● Work instructions: Could you quote the entire listing below word for word, from its first line through its last?

● Data to use:

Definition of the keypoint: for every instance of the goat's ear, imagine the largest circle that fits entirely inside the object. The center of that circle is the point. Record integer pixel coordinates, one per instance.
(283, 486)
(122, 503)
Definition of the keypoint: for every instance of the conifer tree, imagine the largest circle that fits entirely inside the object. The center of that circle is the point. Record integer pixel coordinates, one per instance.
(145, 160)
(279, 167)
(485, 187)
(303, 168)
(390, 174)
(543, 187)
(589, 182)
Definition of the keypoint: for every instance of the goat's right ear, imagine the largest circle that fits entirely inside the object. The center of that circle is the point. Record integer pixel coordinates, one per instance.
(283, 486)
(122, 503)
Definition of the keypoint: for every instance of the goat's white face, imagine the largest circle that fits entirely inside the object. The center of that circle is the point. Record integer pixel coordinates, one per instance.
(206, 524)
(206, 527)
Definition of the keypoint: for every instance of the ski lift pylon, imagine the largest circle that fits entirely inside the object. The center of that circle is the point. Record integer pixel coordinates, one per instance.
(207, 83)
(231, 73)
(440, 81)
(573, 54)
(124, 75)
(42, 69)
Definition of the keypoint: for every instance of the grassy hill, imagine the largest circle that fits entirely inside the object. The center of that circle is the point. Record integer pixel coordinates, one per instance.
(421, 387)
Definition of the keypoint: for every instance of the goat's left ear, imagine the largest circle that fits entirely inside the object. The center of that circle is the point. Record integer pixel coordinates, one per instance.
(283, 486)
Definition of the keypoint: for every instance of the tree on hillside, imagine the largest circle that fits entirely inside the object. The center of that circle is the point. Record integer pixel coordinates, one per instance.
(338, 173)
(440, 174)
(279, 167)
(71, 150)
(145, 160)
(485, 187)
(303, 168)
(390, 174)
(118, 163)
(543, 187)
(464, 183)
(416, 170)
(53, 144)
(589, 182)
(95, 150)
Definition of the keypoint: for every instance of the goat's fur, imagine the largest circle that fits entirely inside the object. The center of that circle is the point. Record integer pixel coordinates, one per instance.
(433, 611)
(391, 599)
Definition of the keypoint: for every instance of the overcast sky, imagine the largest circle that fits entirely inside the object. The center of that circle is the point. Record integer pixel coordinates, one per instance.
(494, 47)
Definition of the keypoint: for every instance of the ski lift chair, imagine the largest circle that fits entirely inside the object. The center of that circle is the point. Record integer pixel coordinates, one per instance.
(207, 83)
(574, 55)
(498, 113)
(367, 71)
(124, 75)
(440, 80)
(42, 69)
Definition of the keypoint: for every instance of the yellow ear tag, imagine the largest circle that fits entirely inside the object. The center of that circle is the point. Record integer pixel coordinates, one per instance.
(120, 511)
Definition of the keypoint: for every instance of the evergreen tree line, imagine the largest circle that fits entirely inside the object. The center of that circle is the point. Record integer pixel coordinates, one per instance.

● Response to this exercise:
Definition of the keypoint: for every instance of the goat's ear, imagine the largest circle that fits entirely inside the object. The center of that circle is the point. Record integer pixel coordinates, one per instance.
(283, 486)
(122, 503)
Definition of the keypoint: for every instance of the conifer tree, imagine the largest circle that fits entirely inside the object. The center of that circle is the point. Record integer pixel coordinates, one per instance.
(145, 160)
(279, 167)
(485, 187)
(303, 168)
(390, 174)
(543, 187)
(589, 182)
Definition of the keypoint: for every instance of the goat's right ear, imagine the largest circle that fits entirely inside the object. The center of that circle is the point. Record integer pixel coordinates, one per instance.
(283, 486)
(122, 503)
Definition of the keypoint: for every instance of the goat's white face, imagine the largest circle that fits entirely inside the object. The center of that circle is the point. Record integer pixel coordinates, one per instance.
(206, 524)
(206, 527)
Definition of the keypoint: for every instance of the ski lift pylon, imagine the largest circle that fits entirely inside the object. The center of that circle is the point. Record integer pixel coordinates, one per instance.
(207, 83)
(231, 73)
(440, 81)
(573, 54)
(124, 75)
(42, 69)
Definition of the keypoint: for every instance of the grassy hill, imagine the largest circle that fits entirely inside the object. The center of that circle is the point. Record integer pixel coordinates, one per instance.
(421, 387)
Definition of the keypoint: for every instance of the goat's left ear, imagine the largest circle that fits entirely inside the object. The center of that circle is the point. Record integer pixel coordinates, one per instance.
(283, 486)
Definition of the keypoint: for every instance of the tree on hillside, imagine the largest circle that fits entirely inside the object. The center of that circle is the point. Record integer pixel coordinates, one per instance.
(338, 173)
(440, 174)
(279, 167)
(71, 150)
(145, 160)
(485, 187)
(303, 168)
(390, 174)
(118, 163)
(543, 187)
(464, 183)
(416, 170)
(53, 144)
(589, 182)
(95, 150)
Definition of the keypoint: for every instance of the goat's fur, imagine the largest circle that fits entirely inside the object. The center of that circle is the point. Record integer pixel coordinates, one per instance.
(433, 611)
(391, 599)
Definition of the keypoint: for every instance of the overcast sky, imagine the largest circle that fits entirely inside the object. The center of that circle is the point. Record integer pixel coordinates, one per instance.
(494, 47)
Definition of the keypoint: for every instance of the ski lift chair, imagine the largest circle that fits entirely inside the object. The center of that circle is the point. Record integer pixel coordinates, one per instance.
(207, 83)
(574, 55)
(498, 113)
(367, 71)
(124, 75)
(440, 80)
(42, 69)
Definition of the keypoint: for every instance of the yellow ear tag, imagine the largest circle that fits entirely inside the object. The center of that circle is the point. Record integer pixel coordinates, one per instance.
(120, 511)
Definition of the keypoint: for every instance of the evergreen tree line, imagine the largest circle that fits entirely inside the object. The center of that circle is the point. Record integer pixel coordinates, one per instance.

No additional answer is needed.